=== REQUIRED TASK ===
Please quote the material exactly, every line of it.

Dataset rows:
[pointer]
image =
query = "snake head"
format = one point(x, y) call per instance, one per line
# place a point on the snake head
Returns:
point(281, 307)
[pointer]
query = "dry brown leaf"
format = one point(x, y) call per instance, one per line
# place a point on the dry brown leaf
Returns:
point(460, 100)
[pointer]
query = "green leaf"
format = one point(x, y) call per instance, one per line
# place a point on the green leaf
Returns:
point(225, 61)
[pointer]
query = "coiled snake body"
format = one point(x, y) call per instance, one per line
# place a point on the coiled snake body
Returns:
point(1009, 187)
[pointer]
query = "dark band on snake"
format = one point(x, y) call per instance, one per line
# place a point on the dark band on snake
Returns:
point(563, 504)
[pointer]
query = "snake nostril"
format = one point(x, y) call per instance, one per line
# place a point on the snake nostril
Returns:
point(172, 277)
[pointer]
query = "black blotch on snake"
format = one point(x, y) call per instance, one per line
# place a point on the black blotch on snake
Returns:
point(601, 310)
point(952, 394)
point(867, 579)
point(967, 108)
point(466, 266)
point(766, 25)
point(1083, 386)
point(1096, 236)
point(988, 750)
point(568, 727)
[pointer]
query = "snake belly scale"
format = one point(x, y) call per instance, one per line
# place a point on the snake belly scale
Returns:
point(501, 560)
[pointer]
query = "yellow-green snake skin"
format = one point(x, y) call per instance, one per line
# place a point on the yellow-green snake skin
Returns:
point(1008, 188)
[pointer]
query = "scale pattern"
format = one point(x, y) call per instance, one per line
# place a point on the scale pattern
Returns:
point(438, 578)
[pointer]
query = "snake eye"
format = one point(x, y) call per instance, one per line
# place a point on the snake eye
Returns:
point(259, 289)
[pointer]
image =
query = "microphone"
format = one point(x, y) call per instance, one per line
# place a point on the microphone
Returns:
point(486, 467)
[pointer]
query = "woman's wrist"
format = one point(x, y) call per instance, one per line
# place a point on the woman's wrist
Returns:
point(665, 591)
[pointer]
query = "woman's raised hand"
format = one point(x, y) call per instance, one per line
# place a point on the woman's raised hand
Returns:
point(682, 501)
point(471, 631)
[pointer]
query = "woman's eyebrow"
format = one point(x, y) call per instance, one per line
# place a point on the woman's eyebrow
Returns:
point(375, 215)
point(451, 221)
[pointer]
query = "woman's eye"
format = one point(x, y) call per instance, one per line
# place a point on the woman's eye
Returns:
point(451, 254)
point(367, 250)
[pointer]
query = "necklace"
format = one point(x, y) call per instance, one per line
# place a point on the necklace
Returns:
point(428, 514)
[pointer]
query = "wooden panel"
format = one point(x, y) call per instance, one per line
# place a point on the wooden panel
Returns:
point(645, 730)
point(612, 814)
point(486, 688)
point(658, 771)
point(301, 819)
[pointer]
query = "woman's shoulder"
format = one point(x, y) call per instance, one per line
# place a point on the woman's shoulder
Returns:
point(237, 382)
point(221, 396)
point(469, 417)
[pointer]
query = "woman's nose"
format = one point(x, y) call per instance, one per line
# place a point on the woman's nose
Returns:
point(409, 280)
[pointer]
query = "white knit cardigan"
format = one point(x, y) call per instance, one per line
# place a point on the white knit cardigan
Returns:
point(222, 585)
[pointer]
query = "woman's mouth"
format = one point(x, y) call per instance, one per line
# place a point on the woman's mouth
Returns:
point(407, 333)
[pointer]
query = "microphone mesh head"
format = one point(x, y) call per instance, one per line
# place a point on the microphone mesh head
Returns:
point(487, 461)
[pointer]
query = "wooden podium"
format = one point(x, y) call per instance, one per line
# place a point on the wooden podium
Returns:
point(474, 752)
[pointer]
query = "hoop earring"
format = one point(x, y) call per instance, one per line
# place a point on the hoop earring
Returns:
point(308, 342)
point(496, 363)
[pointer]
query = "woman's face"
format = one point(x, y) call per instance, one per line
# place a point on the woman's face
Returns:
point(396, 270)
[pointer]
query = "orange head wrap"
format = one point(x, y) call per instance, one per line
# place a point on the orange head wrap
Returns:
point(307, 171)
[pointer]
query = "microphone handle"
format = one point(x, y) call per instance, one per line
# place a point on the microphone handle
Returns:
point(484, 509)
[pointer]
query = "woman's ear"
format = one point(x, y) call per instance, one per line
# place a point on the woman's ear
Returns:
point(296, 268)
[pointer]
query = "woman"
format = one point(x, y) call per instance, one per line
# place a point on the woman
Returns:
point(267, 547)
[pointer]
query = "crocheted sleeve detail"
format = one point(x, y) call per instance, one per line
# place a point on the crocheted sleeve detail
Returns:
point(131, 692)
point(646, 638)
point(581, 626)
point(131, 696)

=== CORRECT RESULT ===
[pointer]
image =
query = "snake head"
format = one point(x, y) call per instance, one per line
# place a point on the snake head
Returns:
point(281, 307)
[pointer]
query = "dry brown leaf"
format = one point(x, y) call per instance, one per line
# place a point on the dry brown leaf
Returns:
point(460, 100)
[pointer]
query = "green leaf"
format = one point(x, y) call per instance, one per line
# place a point on the green leaf
Returns:
point(225, 61)
[pointer]
query = "coiled snake body"
format = one point(x, y) call per instance, one per line
# place a point on the coiled snake body
Returns:
point(1009, 187)
[pointer]
query = "dark band on snake"
format = one point(x, y) call per instance, one per line
# place a point on the dark band on snake
Returns:
point(563, 504)
[pointer]
query = "snake nostril"
format = one point(x, y) call per instance, one per line
# place a point on the snake nostril
Returns:
point(172, 277)
[pointer]
query = "black blotch on snake"
format = one point(x, y) call per instance, one per line
# place a point on the black blotch on snake
Returns:
point(601, 310)
point(952, 394)
point(867, 579)
point(967, 108)
point(466, 266)
point(766, 25)
point(1083, 386)
point(1096, 236)
point(988, 750)
point(568, 727)
[pointer]
query = "snake belly scale"
format = one point(x, y) call per instance, one per line
# place a point on the snake belly scale
Returns:
point(501, 560)
[pointer]
query = "yellow-green snake skin"
format = one point(x, y) call per instance, one per line
# place a point on the yellow-green snake skin
Returns:
point(1008, 188)
[pointer]
query = "scale pattern"
format = one point(x, y) call per instance, one per line
# place a point on the scale pattern
Returns:
point(438, 578)
[pointer]
query = "snake eye"
format = one point(x, y) call per instance, one per line
# place a point on the snake eye
Returns:
point(259, 289)
[pointer]
image =
query = "microphone"
format = one point(x, y) call per instance, one per line
# place a point on the microphone
Returns:
point(486, 467)
[pointer]
query = "woman's wrist"
format = one point(x, y) call per instance, one per line
# place a point on the woman's wrist
Returns:
point(665, 591)
[pointer]
query = "woman's raised hand"
format = one point(x, y) call per instance, one per line
# place a point on the woman's raised hand
Returns:
point(682, 501)
point(471, 631)
[pointer]
query = "woman's eyebrow"
format = one point(x, y) call per instance, one per line
# place a point on the woman's eyebrow
Returns:
point(375, 215)
point(451, 221)
[pointer]
query = "woman's eye"
format = one point(x, y) call per instance, one per line
# place a point on the woman's eye
Returns:
point(451, 254)
point(367, 250)
[pointer]
query = "necklace"
format = one point(x, y) call per instance, one per line
# place a point on the necklace
Returns:
point(428, 514)
[pointer]
query = "wooden panel"
format = one point(x, y) call per instance, one per line
# place a point on the wooden panel
Returns:
point(645, 730)
point(612, 814)
point(486, 688)
point(658, 771)
point(301, 819)
[pointer]
query = "woman's shoulder"
format = one point(x, y) call per instance, one per line
# place a point on the woman's shoulder
Returns:
point(237, 382)
point(221, 396)
point(469, 417)
[pointer]
query = "woman's nose"
format = one point(x, y) call per instance, one per line
# place a point on the woman's nose
Returns:
point(409, 280)
[pointer]
query = "white knit cardigan"
format = one point(x, y) call per instance, one per line
# place a point on the white knit cardigan
Returns:
point(222, 585)
[pointer]
query = "woman's mouth"
format = one point(x, y) call per instance, one per line
# place a point on the woman's mouth
Returns:
point(407, 333)
[pointer]
query = "microphone mesh head"
format = one point(x, y) call per instance, one per line
# place a point on the microphone mesh head
Returns:
point(487, 461)
[pointer]
query = "wooden podium"
format = one point(x, y) call per instance, one per line
# place a point on the wooden podium
Returns:
point(474, 752)
[pointer]
query = "hoop earring"
format = one point(x, y) call per instance, one per line
# place a point on the hoop earring
Returns:
point(308, 342)
point(496, 363)
[pointer]
query = "woman's face"
format = one point(x, y) call per instance, one per line
# place a point on the woman's face
Returns:
point(396, 270)
[pointer]
query = "orange head wrap"
format = one point(x, y) call per instance, one per line
# place a point on the orange head wrap
Returns:
point(307, 171)
[pointer]
query = "microphone handle"
format = one point(x, y) call per instance, one per line
# place a point on the microphone handle
Returns:
point(484, 509)
[pointer]
query = "woman's ear"
format = one point(x, y) call per instance, one per line
# place a point on the woman's ear
Returns:
point(296, 268)
[pointer]
query = "woman"
format = one point(x, y) call per instance, one per line
# place a point on the woman
Returns:
point(267, 547)
[pointer]
query = "crocheted sleeve detail"
format = one point(x, y) call per instance, one per line
# place a point on the crocheted sleeve detail
Returns:
point(131, 692)
point(646, 638)
point(581, 626)
point(131, 696)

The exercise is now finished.